Your task:
Reproduce the data exactly and drop any pictures it holds.

Supplied material:
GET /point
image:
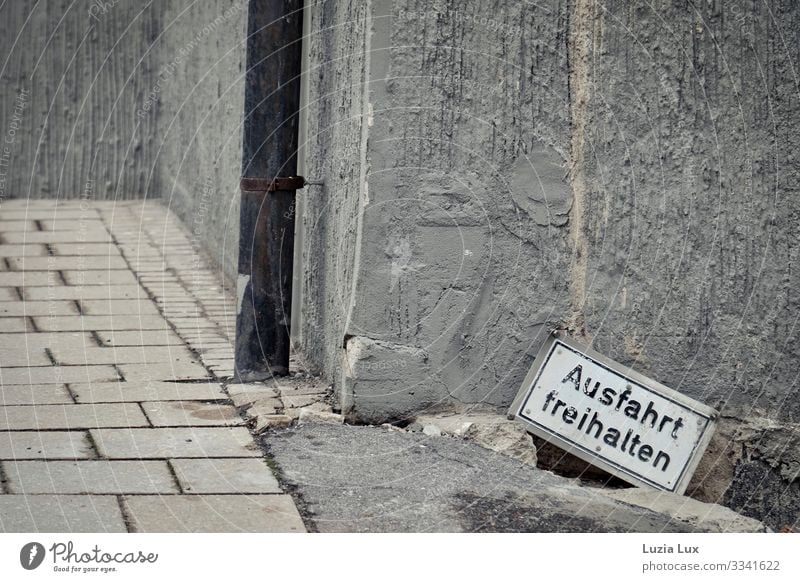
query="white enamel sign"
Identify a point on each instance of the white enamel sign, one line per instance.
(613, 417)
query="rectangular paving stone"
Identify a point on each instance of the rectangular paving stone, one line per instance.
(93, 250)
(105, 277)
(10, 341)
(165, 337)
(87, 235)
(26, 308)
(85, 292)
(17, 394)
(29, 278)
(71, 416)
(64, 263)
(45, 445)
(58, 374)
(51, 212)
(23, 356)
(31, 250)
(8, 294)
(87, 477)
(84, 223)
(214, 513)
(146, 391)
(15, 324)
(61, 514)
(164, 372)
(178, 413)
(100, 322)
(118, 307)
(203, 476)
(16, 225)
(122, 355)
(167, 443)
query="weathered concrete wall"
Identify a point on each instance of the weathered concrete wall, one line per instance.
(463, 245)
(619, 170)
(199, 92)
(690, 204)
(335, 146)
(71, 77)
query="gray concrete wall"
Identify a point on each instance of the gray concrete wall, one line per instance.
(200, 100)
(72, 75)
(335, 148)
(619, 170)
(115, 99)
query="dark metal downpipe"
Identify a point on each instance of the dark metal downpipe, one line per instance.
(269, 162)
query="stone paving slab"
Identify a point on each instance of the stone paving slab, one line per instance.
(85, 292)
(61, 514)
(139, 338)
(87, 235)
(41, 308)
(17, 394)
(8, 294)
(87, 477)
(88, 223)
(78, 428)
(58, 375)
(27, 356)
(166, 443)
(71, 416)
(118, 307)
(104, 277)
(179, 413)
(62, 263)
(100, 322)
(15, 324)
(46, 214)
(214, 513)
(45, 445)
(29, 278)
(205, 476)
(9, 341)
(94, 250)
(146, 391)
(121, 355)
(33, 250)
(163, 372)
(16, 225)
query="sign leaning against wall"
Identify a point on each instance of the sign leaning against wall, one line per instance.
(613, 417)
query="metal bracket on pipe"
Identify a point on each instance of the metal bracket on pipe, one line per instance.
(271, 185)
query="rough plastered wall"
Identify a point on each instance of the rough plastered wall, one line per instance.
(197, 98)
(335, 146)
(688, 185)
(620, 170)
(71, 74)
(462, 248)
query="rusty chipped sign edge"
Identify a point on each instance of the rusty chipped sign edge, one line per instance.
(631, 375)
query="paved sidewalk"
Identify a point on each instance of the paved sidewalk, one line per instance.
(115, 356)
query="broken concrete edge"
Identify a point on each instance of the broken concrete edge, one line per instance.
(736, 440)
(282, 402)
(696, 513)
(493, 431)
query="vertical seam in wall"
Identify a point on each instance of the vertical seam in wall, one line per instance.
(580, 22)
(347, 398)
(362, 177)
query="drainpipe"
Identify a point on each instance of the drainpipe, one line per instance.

Expected answer:
GET /point
image:
query="white enamel sign"
Identify a point on each instance of the white enamel sign, one line per instance.
(613, 417)
query="rectangular paving stone"
Identify a point on each instance of the rectangular paving stone, one line per instance.
(93, 250)
(105, 277)
(10, 341)
(165, 337)
(87, 235)
(26, 308)
(85, 292)
(17, 394)
(29, 278)
(71, 416)
(64, 263)
(45, 445)
(58, 374)
(51, 212)
(23, 356)
(31, 250)
(8, 294)
(87, 477)
(84, 223)
(214, 513)
(146, 391)
(15, 324)
(61, 514)
(164, 372)
(178, 413)
(100, 322)
(118, 307)
(203, 476)
(16, 225)
(122, 355)
(167, 443)
query="weathered concrete wall"
Identify a point on each instance of the weathered concrete wall, one line per instance.
(463, 245)
(619, 170)
(199, 92)
(690, 204)
(335, 146)
(71, 77)
query="gray concrete wall"
Identify a point on each instance of the gray concrete wall, one line per instance.
(200, 100)
(72, 75)
(335, 148)
(619, 170)
(115, 99)
query="dark metal downpipe"
Identify a point on each instance of the dark metal downpipe, one line per instance.
(269, 162)
query="stone paving slab"
Identify a point on each instance of the stone paving slab, one line per instance.
(85, 292)
(61, 514)
(139, 338)
(87, 235)
(41, 308)
(17, 394)
(8, 294)
(87, 477)
(88, 223)
(78, 428)
(58, 375)
(27, 356)
(166, 443)
(71, 416)
(118, 307)
(104, 277)
(179, 413)
(62, 263)
(100, 322)
(15, 324)
(46, 214)
(214, 513)
(45, 445)
(29, 278)
(205, 476)
(9, 341)
(94, 250)
(146, 391)
(121, 355)
(33, 250)
(163, 372)
(16, 225)
query="sign leaning against wall"
Identify a point on each instance of the sign leaning against wall, one line per instance.
(613, 417)
query="metal bracket on pipe"
Identify a point on each instance of the metal bracket on pipe, one line per instance.
(271, 185)
query="rough plastered wall"
Identify a point on each instance of the rough plastered wall, one line per instance.
(197, 98)
(335, 146)
(688, 185)
(620, 170)
(71, 74)
(462, 248)
query="rusty chipped sign edge"
Identify a point on each instance of the rusty chipped sign edge, one line per instance.
(631, 375)
query="paved sidewalk"
Identify a point on each instance of the paved sidewalk, one line per instance.
(115, 356)
query="broken concrete edge"
Identify a point on each instance of the broken concrete edge, one line per instance.
(736, 440)
(282, 402)
(696, 513)
(493, 431)
query="vertical seam in wall"
Identify a point on each instance of the vertical seam in wall, one line per instance.
(580, 22)
(347, 398)
(362, 177)
query="drainpipe"
Identify a point on each instance of the drainpipe, one line per instance.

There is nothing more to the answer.